Pointing dataset excerpts

______________________________

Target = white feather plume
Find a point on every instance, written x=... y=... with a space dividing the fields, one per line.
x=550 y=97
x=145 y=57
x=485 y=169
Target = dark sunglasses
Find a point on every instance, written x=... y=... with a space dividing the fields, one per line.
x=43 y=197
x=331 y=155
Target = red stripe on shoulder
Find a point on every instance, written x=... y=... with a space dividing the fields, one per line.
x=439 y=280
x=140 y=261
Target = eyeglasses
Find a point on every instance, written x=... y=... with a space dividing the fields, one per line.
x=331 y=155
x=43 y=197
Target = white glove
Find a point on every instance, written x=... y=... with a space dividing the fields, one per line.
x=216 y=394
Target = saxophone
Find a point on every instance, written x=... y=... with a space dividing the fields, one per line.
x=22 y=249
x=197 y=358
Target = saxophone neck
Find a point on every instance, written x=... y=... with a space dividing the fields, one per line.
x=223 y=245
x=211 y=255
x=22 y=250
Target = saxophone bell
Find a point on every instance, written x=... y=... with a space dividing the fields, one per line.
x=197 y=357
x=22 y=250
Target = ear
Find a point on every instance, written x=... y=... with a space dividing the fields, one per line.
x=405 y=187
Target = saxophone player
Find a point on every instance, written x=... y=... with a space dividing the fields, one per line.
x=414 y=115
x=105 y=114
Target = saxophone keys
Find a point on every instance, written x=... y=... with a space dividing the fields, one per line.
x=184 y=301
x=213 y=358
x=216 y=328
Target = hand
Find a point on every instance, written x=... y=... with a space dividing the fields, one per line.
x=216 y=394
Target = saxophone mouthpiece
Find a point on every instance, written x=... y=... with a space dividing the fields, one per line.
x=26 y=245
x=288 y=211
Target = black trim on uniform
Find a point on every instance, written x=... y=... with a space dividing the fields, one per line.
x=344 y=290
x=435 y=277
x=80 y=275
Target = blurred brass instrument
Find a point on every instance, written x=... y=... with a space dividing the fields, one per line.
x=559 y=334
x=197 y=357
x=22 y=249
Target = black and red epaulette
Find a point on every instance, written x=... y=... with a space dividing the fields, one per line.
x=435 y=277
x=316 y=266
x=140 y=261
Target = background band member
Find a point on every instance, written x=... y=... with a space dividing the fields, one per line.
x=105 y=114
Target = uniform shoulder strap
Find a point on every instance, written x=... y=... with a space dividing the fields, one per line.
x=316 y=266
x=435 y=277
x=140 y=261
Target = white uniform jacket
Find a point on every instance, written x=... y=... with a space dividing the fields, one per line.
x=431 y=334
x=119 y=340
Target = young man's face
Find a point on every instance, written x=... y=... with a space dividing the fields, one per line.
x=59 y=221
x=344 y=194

______________________________

* _Aim_: Reproduce the records verbatim, starting at the line containing "Target = background band member" and ending at the end of the records.

* _Solution to the problem_:
Target = background band member
Find a point on every instance, written x=... y=... with a space dividing the fields, one per line.
x=105 y=114
Target = uniform shoulder strap
Find a point on every instance, written x=... y=... with a space dividing the fields, one per line.
x=316 y=266
x=435 y=277
x=140 y=261
Target = white uniform jacket
Find a point on every instance, written x=... y=... with a space dividing the fields, one per line.
x=431 y=334
x=119 y=340
Target = young man's face
Find a point on every instance, written x=... y=... with a space dividing the fields, one per line.
x=59 y=221
x=344 y=194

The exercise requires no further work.